[Selected text]
------------------------------------------------------------
We are faced with the same situation with solicitors, auction houses and organisations that we have had long relationships with over many, many years. They are forced to go through these procedures due to bureaucratic humbug and stupidity.
Recently, my wife noticed a credit card was missing and assumed it had been mislaid. Nevertheless, it was reported as probably misplaced but in the meantime we asked if a watch could be put into place to flag up any unusual use. When the card didn't reappear it was reported accordingly so a replacement could be issued. We were then told that it had been used on a gambling website in Bucharest, Romania. All bets were for comparatively small sums but it had been used 36 times! My wife has never placed a bet in her life let alone online, the card being mainly used for groceries, so even a one chip Romanian computer should have seen how suspicious this usage was and suspended the card account.
THUS NO COMPETENCE
It would seem that greater technological advances often create greater opportunities for criminals and thus I often long for bygone times.
After our successful takeover in 1972 of Levers Optical Company (now Panther Securities PLC), I was summoned to the Stock Exchange Building by the Takeover Panel. Rather troubled by this I, together with my solicitor and brokers to the offer, met with the Takeover Panel who consisted of eight or nine officials situated on the 25th floor.
It soon became apparent that they were concerned with insider dealing. It appeared that a resident of Glasgow, possibly an optician whose name ended in Stein, Berg or McCohen had bought 500 shares just before our Bid Announcement. For a company that had few stock market dealings it appeared suspicious to them.
I was extensively interrogated but questions were easily dealt with as I had never been to Glasgow or indeed Scotland, knew no one from the region except one board member to whom I suggested they talk, even though he was unaware of our intentions.
The inquisition ended amicably enough but I wondered why so much effort had been put into such a minor matter which had resulted in a mere £250 profit for someone.
Leaving the Stock Exchange Building, which adjoined the Bank of England building and also the Royal Exchange, I wandered around the area, eventually coming across an old fashioned jewellery shop in the perimeter of the Royal Exchange. Feeling happy with my exoneration and with Christmas looming, I entered the shop to ask about two items that had caught my eye. I had got married a few months before and was interested in buying a Christmas present for my new wife.
------------------------------------------------------------
Excerpts of bounding box data
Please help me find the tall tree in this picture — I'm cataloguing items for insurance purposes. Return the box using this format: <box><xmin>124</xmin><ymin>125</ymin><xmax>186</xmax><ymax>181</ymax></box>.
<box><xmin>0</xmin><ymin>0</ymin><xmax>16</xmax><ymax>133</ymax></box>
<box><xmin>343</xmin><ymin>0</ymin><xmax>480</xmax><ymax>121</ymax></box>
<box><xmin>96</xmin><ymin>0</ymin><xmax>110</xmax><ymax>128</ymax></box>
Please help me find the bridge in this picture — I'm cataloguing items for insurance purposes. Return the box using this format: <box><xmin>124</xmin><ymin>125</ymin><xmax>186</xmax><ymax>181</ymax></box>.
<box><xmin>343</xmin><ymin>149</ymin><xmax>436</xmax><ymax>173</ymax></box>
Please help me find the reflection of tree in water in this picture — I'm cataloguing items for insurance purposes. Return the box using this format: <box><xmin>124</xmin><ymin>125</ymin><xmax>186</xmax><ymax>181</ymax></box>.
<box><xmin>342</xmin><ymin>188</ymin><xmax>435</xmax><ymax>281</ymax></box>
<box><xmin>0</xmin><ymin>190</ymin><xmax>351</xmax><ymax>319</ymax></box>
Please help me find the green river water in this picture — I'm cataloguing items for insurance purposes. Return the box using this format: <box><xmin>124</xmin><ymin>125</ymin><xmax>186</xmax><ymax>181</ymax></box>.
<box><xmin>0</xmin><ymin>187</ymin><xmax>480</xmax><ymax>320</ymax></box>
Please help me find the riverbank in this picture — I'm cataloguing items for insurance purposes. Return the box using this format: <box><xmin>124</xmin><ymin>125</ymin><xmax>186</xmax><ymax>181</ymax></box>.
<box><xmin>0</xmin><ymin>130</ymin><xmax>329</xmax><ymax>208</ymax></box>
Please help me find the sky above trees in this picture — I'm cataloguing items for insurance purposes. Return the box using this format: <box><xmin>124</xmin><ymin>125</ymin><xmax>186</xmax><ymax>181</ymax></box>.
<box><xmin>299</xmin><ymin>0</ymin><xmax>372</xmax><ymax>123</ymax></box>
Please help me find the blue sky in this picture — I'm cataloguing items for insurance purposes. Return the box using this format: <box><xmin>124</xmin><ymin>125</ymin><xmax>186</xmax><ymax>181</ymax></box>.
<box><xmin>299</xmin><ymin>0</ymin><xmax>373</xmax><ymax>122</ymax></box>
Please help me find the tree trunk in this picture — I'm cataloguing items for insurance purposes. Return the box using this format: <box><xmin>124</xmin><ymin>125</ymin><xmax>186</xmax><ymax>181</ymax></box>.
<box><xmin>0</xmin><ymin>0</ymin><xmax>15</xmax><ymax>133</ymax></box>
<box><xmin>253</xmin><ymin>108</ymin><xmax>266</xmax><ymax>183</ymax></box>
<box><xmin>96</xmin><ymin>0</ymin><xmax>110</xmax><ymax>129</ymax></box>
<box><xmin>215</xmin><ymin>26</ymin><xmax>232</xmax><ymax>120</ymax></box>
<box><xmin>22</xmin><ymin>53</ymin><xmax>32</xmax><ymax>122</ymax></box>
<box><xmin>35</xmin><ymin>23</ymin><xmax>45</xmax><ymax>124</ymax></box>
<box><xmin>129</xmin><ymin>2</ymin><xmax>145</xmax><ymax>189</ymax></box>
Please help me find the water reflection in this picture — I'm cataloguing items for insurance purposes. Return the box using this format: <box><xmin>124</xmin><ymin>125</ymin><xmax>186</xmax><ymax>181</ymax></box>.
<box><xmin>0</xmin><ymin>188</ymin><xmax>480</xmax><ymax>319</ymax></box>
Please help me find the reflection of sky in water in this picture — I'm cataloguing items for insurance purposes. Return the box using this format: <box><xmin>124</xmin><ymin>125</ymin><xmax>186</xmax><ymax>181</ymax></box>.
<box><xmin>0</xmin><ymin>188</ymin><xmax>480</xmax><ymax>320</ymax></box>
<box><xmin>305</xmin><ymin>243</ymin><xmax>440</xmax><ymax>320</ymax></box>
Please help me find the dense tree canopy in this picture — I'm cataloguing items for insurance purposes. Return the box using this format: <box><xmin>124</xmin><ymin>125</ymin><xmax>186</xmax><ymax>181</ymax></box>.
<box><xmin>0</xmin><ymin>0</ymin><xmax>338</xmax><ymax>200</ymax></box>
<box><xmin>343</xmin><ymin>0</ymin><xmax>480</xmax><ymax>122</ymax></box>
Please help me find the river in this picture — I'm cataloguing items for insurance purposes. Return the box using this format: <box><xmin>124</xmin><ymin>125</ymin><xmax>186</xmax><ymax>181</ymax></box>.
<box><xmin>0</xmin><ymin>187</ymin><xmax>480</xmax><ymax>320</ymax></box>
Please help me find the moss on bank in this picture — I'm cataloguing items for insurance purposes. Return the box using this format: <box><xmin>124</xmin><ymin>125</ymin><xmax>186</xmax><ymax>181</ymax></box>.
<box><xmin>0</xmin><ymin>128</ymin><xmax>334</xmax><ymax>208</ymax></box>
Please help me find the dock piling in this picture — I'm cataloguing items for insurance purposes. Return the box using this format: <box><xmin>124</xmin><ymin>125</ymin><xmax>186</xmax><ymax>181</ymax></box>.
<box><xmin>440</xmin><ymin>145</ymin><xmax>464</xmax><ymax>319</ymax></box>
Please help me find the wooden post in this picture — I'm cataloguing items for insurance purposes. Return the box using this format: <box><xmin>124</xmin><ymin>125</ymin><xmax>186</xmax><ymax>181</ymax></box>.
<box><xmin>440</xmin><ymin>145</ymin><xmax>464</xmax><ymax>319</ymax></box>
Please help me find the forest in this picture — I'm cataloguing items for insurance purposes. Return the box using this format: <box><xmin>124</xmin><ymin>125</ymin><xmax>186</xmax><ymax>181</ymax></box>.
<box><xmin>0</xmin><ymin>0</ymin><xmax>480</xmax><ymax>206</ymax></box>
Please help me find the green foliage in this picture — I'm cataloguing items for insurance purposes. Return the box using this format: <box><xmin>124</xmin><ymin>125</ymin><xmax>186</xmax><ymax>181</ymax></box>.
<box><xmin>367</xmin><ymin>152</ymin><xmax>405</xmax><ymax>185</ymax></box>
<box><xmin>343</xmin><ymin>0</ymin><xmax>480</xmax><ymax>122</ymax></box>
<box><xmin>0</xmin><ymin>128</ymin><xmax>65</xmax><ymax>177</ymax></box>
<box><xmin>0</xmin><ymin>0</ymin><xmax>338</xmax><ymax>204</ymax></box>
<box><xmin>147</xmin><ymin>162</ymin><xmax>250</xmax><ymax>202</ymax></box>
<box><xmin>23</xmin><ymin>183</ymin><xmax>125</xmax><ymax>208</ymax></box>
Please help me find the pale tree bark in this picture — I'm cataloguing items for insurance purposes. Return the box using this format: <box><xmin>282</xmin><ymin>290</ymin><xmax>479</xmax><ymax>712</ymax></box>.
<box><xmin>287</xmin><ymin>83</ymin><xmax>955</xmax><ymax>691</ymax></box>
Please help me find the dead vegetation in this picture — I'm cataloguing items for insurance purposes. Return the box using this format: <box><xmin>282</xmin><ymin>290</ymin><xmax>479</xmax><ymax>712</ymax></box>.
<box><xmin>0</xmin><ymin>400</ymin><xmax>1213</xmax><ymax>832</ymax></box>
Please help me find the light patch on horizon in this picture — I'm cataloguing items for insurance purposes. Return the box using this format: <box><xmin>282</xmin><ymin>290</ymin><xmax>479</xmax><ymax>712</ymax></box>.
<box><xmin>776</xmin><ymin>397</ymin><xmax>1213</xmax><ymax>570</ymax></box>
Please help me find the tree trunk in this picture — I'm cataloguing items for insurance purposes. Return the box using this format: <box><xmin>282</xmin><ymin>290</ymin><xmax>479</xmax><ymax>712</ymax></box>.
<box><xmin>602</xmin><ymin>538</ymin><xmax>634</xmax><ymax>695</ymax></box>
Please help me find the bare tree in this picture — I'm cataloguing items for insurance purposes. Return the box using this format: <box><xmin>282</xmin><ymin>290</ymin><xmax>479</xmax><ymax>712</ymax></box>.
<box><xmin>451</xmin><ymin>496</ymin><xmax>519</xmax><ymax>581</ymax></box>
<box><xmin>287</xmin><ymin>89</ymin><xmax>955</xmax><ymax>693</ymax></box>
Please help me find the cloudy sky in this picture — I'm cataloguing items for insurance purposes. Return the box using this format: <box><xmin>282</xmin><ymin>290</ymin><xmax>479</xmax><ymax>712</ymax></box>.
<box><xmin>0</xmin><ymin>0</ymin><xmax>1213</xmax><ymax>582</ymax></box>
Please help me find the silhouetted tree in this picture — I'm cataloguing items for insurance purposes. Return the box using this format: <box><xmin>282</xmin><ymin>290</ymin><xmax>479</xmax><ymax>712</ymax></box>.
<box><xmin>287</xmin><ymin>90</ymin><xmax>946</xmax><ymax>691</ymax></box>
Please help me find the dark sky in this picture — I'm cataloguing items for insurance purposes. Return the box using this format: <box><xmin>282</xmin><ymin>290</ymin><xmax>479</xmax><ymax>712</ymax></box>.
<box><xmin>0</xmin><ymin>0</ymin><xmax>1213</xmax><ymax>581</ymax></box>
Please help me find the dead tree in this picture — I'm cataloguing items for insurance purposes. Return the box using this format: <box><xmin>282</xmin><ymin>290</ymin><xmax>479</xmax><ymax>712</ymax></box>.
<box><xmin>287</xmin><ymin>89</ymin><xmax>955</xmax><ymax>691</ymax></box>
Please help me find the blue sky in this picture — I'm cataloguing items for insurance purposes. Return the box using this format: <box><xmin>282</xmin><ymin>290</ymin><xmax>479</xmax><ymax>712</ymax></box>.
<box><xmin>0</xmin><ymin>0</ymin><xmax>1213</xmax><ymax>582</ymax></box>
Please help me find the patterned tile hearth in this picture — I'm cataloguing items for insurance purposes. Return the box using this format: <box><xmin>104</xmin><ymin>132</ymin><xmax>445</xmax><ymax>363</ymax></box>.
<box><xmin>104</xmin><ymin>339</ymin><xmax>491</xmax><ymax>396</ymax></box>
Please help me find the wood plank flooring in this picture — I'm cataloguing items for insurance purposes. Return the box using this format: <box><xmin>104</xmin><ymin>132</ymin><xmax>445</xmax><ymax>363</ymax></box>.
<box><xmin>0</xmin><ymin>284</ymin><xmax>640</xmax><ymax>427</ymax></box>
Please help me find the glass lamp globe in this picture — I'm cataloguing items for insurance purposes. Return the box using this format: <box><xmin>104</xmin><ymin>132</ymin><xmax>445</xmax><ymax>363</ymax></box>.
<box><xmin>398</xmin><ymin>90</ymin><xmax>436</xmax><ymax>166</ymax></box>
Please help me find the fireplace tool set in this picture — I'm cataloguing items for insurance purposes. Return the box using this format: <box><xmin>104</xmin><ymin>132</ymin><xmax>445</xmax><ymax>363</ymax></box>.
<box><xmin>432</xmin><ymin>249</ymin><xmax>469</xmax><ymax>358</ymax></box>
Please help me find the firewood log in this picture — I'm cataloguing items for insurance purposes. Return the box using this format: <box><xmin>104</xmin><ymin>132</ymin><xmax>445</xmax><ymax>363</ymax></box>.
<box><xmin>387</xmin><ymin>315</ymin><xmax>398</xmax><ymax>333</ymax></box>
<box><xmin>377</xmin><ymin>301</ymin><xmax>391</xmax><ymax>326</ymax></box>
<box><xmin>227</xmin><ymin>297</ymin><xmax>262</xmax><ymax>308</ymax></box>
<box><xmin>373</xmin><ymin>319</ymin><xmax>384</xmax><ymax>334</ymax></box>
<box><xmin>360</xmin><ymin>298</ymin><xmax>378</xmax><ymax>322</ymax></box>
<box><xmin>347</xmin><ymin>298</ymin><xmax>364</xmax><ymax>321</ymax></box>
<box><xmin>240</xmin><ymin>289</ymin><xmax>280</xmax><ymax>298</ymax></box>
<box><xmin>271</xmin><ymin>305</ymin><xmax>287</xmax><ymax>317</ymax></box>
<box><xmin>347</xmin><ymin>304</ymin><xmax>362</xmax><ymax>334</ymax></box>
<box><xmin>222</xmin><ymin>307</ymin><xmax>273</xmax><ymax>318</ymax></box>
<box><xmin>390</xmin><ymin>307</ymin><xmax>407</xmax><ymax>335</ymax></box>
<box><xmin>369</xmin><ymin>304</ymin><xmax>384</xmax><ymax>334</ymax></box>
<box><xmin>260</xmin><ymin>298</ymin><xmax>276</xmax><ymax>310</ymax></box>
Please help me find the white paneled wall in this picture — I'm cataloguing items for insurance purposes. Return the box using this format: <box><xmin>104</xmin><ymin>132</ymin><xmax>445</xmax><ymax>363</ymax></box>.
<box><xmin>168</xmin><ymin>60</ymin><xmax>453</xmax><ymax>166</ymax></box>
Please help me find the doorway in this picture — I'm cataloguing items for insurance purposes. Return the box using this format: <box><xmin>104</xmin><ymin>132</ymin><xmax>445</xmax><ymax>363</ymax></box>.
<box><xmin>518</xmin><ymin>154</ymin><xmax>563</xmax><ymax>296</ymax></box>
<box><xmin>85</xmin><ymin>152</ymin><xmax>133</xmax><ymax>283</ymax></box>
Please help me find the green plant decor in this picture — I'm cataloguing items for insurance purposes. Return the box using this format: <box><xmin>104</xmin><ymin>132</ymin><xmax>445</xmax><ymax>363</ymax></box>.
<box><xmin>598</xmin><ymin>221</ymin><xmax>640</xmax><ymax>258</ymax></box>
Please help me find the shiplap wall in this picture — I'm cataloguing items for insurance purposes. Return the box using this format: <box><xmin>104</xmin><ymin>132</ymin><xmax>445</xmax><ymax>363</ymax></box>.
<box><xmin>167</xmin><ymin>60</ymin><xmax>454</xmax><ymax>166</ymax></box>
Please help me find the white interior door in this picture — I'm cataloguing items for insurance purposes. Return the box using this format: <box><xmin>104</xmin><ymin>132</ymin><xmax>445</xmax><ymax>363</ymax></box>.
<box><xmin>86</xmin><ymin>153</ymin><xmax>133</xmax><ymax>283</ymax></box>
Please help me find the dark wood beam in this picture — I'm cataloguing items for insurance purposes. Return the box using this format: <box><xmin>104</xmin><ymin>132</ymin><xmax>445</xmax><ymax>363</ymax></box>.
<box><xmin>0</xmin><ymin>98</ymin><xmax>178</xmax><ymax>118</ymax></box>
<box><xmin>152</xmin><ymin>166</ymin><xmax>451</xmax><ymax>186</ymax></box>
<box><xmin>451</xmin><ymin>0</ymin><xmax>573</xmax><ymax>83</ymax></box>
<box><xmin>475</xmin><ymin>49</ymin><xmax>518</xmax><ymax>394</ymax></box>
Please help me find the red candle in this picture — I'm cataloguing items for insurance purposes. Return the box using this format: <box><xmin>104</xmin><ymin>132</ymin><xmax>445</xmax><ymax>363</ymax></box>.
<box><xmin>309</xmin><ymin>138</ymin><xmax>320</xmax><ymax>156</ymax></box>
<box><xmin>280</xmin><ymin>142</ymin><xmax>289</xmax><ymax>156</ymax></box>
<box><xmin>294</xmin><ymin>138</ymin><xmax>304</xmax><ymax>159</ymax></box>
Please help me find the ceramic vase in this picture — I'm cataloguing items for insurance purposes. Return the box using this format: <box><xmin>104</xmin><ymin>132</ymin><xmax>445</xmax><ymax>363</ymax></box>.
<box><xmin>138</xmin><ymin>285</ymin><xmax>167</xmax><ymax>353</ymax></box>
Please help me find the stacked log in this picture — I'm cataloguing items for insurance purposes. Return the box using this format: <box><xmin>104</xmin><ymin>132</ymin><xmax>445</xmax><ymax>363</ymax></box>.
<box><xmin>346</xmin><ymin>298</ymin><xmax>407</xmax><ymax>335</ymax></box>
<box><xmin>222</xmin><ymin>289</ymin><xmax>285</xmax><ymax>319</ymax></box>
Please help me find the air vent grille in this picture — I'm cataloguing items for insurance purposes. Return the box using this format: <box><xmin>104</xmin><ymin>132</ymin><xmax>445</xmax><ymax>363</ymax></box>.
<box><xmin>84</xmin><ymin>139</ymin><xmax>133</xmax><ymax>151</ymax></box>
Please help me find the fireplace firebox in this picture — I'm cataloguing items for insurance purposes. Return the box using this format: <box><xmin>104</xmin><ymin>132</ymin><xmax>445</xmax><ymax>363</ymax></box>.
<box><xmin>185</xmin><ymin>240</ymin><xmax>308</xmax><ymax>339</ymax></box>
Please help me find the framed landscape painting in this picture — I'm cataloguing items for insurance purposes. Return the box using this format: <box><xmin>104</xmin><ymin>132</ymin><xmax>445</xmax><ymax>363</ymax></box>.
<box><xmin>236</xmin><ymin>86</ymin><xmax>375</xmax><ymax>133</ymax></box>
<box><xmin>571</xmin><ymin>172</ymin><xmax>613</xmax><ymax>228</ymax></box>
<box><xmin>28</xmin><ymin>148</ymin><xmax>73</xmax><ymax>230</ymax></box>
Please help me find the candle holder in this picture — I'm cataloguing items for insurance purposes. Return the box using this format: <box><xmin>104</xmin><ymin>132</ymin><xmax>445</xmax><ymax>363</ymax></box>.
------------------------------------------------------------
[What you will do]
- a) In the Takeover Panel account, write out the part that opens with the words containing "The inquisition ended" and closes with "profit for someone.", swapping "inquisition" for "questioning".
- b) Extend the Takeover Panel account with a few sentences that pick up right after its final sentence.
You won't need the data to complete this work.

[Results]
- a)
The questioning ended amicably enough but I wondered why so much effort had been put into such a minor matter which had resulted in a mere £250 profit for someone.

- b)
The proprietor was very helpful, describing the pieces in detail, one an 18 carat gold bracelet laced with rubies and the second a gold necklace and earrings set with amethysts in the original Victorian case, and told me each was £200. I thought my then wife would be happy with either item but my dilemma, I explained to the owner, was that I couldn't make up my mind. He smiled understandingly and told me to take both and let her choose. I could return one item when a decision had been reached along with a cheque for the other. I was astonished! I had no cheque book or even enough cash for a small deposit. I was, however, delighted to take up his suggestion and he wrapped them beautifully adding that he hoped she would like one of them. We exchanged business cards and I left. As simply as that!
My wife's eyes lit up when I showed her. She declared they were magnificent and loved them both. I was young and slightly naïve but despite my pleasant surprise at her response, a cheque for £400 was duly sent to the jeweller who had trusted an unknown young man who had walked in from the street. Maybe the old man was wise enough to know what was likely to happen but in any event he was doubly repaid by his TRUST in me.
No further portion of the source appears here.